[Dataset excerpts]

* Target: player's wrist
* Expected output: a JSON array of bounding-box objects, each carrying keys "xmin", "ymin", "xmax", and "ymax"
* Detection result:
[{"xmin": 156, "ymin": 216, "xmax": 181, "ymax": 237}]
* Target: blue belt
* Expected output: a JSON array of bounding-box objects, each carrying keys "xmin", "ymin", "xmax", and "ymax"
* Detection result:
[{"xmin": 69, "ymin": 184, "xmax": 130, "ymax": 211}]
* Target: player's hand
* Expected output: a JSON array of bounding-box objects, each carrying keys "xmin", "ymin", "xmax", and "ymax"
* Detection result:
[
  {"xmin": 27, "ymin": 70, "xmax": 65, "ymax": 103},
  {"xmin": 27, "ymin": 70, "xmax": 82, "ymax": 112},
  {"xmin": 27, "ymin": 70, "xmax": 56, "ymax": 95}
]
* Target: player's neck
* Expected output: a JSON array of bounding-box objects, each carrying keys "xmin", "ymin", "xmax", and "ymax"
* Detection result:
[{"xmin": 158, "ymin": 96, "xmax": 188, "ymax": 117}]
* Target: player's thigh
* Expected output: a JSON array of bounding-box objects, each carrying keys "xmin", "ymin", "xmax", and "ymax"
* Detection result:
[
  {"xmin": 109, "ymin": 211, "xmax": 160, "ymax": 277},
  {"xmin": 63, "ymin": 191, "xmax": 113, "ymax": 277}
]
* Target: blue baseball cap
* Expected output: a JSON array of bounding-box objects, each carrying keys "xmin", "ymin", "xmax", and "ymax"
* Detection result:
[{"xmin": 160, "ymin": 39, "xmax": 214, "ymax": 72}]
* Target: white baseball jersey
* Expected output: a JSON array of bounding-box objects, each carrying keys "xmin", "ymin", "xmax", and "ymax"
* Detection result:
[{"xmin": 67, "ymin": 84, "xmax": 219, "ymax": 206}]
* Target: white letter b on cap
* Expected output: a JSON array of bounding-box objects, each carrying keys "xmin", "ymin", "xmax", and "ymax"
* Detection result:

* _Exercise description_: Find the lines above holding the word "Target" and show them.

* _Written response_:
* Target: player's wrist
* Target: blue belt
* Target: player's hand
* Target: player's neck
* Target: player's thigh
* Target: blue baseball cap
* Target: white baseball jersey
* Target: white letter b on cap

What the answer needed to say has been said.